=== Extracted records ===

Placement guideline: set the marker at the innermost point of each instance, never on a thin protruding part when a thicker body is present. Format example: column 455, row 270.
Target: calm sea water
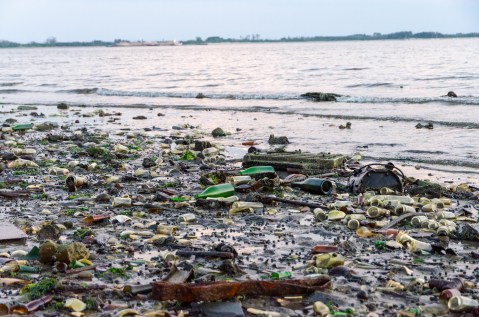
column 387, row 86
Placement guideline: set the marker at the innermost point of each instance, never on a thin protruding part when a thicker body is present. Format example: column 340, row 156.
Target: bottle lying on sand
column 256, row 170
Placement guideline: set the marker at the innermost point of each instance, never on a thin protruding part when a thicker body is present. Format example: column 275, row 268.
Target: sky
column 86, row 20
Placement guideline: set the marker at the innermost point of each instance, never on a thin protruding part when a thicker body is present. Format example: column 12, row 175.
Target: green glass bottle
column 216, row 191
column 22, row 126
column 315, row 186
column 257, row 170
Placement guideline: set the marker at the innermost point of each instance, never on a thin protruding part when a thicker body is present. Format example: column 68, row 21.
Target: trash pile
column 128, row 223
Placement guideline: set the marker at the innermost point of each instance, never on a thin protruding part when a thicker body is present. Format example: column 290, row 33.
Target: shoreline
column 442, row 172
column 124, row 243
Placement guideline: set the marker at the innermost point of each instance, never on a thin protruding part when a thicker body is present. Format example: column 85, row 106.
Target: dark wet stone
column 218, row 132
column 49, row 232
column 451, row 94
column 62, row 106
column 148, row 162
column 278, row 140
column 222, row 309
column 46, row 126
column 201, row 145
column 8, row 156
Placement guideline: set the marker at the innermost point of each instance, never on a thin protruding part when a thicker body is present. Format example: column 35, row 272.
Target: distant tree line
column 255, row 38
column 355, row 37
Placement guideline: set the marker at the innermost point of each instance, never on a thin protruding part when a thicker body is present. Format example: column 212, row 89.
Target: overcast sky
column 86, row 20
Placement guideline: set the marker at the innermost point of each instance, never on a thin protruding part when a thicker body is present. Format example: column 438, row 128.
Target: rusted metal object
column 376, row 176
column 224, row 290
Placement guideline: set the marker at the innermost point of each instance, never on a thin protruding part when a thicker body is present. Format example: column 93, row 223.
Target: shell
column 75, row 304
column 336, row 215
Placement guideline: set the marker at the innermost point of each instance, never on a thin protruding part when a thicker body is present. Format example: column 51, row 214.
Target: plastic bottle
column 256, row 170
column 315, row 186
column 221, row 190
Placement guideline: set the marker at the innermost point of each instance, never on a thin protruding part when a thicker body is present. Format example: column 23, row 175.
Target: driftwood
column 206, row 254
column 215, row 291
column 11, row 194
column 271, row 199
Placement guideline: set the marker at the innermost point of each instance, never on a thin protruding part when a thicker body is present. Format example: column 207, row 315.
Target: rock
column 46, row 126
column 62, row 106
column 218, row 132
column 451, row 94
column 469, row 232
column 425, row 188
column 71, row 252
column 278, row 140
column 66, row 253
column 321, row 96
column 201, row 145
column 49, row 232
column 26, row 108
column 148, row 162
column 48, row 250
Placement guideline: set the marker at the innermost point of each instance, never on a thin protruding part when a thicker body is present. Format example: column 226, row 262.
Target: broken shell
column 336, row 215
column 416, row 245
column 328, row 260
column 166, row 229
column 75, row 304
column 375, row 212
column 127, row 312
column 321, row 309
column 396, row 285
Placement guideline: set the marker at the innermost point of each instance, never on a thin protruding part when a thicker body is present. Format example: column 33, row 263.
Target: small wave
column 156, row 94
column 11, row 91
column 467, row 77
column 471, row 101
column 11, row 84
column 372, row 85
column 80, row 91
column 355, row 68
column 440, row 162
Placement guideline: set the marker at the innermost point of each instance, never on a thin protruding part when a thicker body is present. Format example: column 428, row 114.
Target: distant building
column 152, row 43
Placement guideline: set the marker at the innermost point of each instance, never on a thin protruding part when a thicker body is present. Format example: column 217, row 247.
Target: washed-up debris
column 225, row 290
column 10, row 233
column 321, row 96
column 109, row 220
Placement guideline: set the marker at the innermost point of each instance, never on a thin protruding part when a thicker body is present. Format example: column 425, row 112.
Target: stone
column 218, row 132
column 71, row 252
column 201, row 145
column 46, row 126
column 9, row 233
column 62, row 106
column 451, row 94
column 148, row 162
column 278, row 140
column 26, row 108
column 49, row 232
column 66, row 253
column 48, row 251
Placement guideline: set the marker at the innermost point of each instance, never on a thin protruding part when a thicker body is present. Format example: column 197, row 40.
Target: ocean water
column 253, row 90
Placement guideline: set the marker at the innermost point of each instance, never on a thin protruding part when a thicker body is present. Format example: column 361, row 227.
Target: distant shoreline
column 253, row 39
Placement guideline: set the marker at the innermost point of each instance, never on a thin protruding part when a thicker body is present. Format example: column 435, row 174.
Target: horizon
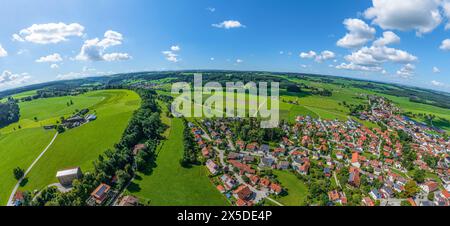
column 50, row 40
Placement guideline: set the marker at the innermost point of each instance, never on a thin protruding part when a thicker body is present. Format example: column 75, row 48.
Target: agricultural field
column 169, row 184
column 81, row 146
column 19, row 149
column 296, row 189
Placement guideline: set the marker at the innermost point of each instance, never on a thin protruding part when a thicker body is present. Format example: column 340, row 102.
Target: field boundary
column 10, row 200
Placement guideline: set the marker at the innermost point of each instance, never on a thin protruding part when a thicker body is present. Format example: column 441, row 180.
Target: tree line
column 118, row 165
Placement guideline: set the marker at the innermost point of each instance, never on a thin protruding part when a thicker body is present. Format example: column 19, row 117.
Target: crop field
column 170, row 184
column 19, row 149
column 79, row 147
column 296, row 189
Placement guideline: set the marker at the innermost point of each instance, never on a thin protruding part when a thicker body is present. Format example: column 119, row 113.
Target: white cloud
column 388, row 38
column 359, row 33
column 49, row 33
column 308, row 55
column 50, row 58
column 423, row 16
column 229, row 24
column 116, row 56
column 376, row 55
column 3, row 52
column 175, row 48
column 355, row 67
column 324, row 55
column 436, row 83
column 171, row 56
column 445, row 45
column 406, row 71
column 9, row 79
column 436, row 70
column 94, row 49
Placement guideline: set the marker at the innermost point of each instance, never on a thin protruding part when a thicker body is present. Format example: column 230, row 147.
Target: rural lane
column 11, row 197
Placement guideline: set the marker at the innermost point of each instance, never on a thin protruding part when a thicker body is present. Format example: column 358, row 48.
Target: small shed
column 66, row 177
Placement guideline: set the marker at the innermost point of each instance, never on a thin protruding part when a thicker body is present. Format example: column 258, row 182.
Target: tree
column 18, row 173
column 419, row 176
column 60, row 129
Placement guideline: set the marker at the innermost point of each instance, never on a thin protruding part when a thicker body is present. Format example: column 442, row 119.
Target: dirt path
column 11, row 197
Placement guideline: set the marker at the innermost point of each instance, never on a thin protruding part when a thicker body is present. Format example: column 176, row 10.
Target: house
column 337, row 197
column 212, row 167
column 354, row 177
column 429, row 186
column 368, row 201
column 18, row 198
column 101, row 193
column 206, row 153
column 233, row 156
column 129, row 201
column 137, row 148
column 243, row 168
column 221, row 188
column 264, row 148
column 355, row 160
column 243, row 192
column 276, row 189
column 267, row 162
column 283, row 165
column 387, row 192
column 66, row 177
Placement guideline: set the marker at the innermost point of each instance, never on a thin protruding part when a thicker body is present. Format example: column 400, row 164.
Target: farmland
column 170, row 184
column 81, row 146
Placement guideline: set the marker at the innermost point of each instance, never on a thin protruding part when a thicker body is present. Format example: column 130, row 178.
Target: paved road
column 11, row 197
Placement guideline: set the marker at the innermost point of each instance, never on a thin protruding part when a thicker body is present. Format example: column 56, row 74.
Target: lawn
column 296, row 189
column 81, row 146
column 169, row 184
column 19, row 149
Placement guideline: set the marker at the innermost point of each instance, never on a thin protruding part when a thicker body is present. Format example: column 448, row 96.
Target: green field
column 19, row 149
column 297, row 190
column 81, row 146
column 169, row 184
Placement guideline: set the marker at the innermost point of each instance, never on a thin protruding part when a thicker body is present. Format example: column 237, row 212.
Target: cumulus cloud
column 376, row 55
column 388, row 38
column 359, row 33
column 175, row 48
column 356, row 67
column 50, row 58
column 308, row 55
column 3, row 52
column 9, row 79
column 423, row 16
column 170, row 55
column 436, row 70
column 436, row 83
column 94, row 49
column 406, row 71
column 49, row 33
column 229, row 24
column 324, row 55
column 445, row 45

===
=== Extracted records ===

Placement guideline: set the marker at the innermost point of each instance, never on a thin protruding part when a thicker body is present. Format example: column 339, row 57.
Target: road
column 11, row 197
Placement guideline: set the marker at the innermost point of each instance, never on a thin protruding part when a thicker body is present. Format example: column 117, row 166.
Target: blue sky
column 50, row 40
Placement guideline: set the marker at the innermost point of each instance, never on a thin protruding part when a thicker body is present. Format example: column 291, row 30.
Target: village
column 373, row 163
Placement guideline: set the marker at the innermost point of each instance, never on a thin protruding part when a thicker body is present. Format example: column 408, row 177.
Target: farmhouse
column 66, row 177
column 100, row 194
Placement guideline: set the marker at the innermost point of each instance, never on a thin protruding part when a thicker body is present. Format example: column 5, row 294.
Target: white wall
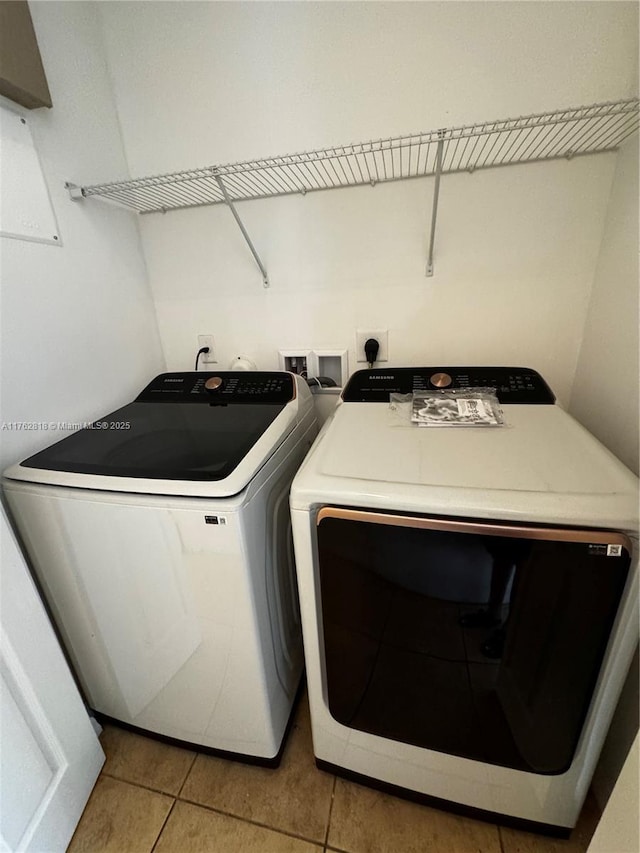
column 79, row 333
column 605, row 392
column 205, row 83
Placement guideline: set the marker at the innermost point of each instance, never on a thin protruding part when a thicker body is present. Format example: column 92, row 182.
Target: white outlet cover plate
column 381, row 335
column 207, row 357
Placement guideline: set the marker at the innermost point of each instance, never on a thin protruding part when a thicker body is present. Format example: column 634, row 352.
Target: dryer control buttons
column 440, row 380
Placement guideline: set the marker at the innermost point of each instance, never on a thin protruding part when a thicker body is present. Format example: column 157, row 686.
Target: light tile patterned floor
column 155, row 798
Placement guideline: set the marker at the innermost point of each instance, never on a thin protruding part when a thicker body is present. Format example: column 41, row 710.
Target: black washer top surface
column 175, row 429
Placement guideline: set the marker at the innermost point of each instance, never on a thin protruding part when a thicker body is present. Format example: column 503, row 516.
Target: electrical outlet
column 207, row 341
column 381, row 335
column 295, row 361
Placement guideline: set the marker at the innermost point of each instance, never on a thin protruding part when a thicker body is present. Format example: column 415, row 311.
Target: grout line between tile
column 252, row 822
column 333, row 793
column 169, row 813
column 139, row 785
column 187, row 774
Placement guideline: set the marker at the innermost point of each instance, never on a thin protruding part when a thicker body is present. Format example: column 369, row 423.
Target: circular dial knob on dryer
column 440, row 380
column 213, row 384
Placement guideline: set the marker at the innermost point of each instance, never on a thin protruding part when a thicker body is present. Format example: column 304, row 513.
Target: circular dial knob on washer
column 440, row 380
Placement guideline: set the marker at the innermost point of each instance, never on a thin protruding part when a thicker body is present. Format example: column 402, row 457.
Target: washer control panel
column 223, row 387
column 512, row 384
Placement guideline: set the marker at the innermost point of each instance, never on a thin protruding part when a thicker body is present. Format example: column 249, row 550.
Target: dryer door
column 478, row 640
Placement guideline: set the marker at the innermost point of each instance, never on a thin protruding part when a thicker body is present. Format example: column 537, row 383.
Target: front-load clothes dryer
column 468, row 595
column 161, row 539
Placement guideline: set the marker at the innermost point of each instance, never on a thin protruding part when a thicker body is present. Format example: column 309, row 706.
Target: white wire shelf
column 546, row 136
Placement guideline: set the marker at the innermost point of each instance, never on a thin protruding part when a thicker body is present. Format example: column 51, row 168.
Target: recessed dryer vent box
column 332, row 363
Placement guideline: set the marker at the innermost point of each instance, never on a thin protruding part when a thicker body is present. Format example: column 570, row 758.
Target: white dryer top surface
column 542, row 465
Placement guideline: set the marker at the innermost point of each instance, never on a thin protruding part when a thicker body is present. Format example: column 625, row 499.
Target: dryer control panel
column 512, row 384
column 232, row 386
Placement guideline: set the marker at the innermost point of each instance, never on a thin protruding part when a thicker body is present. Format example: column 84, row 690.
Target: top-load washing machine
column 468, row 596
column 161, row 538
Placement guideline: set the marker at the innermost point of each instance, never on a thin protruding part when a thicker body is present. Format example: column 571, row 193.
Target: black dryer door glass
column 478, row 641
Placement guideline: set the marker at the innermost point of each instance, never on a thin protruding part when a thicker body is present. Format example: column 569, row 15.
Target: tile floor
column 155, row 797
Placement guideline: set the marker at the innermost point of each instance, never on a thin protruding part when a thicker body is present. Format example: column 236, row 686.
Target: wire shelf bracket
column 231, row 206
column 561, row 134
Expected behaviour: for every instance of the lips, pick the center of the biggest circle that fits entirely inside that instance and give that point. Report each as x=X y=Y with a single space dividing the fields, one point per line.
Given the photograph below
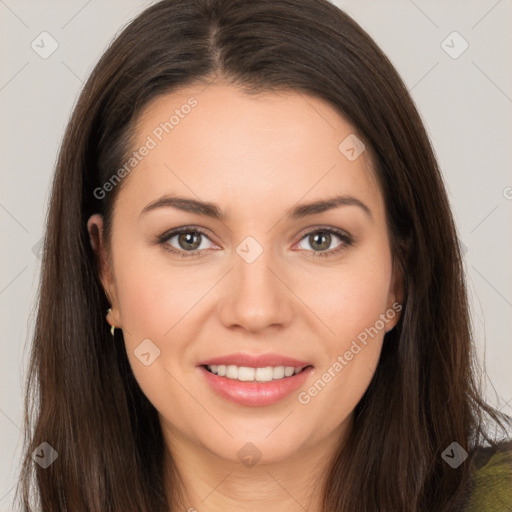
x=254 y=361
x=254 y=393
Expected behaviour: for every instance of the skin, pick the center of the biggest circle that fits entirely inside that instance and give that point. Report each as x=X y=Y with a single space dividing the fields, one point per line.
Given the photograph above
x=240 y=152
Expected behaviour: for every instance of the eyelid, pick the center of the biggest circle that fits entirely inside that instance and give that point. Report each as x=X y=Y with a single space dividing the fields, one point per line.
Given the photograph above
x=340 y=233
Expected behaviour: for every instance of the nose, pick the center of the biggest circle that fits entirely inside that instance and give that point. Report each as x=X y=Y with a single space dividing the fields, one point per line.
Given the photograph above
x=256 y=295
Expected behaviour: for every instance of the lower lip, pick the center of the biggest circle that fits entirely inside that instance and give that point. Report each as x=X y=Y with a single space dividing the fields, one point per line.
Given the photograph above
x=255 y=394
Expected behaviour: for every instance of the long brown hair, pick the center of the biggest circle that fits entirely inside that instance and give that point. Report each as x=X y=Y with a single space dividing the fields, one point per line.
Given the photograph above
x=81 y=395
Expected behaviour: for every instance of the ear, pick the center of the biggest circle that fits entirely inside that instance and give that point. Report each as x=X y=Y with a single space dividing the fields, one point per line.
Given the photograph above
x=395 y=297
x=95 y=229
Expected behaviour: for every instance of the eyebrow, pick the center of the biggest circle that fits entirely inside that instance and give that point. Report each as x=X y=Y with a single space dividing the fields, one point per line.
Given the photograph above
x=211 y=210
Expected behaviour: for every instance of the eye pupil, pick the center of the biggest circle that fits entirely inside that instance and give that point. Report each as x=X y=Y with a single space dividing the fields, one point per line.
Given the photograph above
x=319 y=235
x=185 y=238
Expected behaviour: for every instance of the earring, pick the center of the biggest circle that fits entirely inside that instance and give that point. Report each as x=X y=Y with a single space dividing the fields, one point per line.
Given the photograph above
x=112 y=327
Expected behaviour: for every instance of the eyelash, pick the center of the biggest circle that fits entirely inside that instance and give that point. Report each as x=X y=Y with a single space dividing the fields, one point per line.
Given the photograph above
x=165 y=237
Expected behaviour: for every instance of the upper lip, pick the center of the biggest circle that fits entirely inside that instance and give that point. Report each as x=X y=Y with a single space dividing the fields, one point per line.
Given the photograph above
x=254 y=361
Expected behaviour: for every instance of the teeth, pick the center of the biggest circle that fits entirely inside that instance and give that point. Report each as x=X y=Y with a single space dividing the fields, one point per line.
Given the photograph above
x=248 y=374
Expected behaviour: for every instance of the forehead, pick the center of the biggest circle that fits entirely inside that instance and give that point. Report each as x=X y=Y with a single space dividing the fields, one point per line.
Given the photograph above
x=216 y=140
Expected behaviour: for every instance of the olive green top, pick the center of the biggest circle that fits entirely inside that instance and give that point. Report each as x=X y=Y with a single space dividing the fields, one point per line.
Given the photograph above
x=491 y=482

===
=== Extracted records ===

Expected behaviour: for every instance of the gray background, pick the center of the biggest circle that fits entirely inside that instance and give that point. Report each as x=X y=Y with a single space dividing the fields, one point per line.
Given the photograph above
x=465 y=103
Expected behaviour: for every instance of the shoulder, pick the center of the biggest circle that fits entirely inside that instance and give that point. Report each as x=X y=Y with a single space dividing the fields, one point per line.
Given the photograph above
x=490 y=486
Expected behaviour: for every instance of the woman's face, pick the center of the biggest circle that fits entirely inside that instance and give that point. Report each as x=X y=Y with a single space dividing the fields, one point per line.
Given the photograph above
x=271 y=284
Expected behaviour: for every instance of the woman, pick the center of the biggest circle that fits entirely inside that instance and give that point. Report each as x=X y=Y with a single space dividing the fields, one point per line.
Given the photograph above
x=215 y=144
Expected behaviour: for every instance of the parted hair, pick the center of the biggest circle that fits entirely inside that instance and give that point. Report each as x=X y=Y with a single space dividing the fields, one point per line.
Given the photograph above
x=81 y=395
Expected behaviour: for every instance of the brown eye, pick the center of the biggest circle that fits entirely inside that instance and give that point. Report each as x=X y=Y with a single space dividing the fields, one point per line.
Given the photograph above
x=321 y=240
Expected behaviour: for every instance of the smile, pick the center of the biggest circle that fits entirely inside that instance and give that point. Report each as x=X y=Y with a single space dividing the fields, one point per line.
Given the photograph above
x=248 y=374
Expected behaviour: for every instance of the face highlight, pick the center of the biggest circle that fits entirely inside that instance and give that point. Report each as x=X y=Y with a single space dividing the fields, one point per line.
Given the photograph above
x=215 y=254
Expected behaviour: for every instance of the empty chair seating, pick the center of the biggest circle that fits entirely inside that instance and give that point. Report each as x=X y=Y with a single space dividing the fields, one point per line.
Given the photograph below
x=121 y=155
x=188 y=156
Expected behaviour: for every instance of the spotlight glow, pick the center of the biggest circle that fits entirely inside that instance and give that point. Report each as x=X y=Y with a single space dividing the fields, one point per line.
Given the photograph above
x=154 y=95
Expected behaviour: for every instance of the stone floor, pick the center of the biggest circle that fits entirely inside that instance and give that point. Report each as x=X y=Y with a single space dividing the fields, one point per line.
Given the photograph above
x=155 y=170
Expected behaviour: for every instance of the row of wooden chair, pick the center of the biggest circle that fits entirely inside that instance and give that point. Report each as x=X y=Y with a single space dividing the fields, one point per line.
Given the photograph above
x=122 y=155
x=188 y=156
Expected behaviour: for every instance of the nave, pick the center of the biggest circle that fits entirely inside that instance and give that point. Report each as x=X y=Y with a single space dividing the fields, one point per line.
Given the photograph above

===

Find "chair" in the data above. Report each line where it appears.

Exercise result
Expected behaviour: for every instance of the empty chair seating, pick the center of the biggest circle that fits entirely inside that instance and give that point. Report each as x=X y=Y with a single space dividing the fields, one point per line.
Expected behaviour: for every instance of the row of wooden chair, pick the center of the biggest circle that fits entirely inside that instance and give that point. Report each as x=X y=Y with a single space dividing the fields, one point per line.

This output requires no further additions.